**Required work:**
(1) Which phrases in the quoted instructions of the hurricane dictionary post refer to a dictionary? List every one.
(2) Answer these about the hurricane dictionary post:
(a) What does the poster say they cannot understand how to do?
(b) In the existing dictionary, what are the hurricanes keyed by?
(c) In the new dictionary, what are the values?

**Extract to read:**
──────────────────────────────

Dictionary Project: Converting Dictionary to sort by years

Ok I can not for the life of me understand how to reorder an existing dictionary by one of the values in each sub dictionary. The instructions say:

In addition to organizing the hurricanes in a dictionary with names as the key, you want to be able to organize the hurricanes by year.

Write a function that converts the current dictionary of hurricanes to a new dictionary, where the keys are years and the values are lists containing a dictionary for each hurricane that occurred in that year.

──────────────────────────────

**Collected data:**
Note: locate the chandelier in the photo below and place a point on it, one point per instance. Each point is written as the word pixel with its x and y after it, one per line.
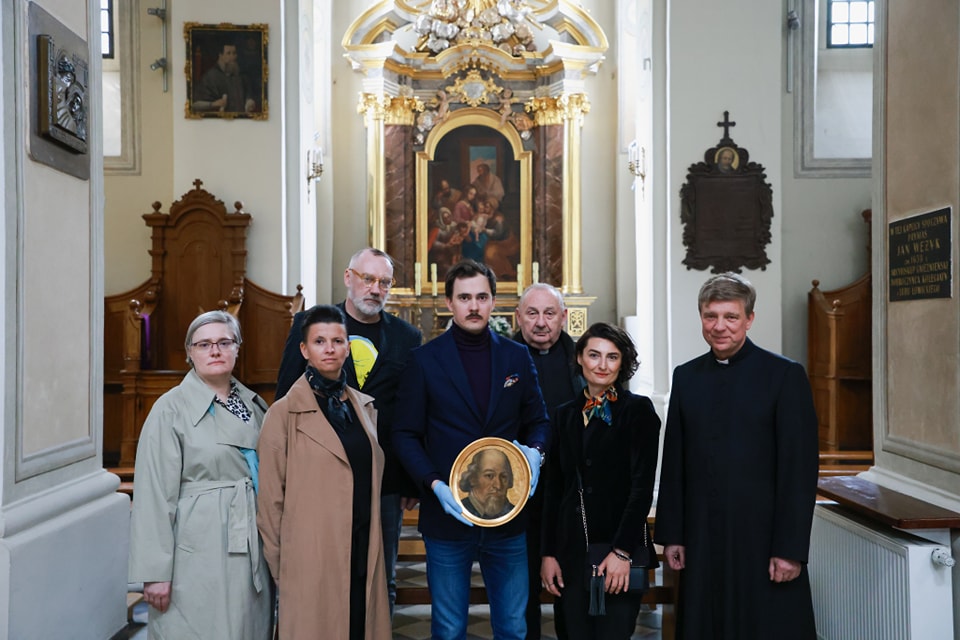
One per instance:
pixel 501 23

──────────────────────────────

**Final answers:**
(1)
- a dictionary with names as the key
- the current dictionary of hurricanes
- a new dictionary
- a dictionary for each hurricane

(2)
(a) Reorder an existing dictionary by one of the values in each sub dictionary.
(b) Their names.
(c) Lists containing a dictionary for each hurricane that occurred in that year.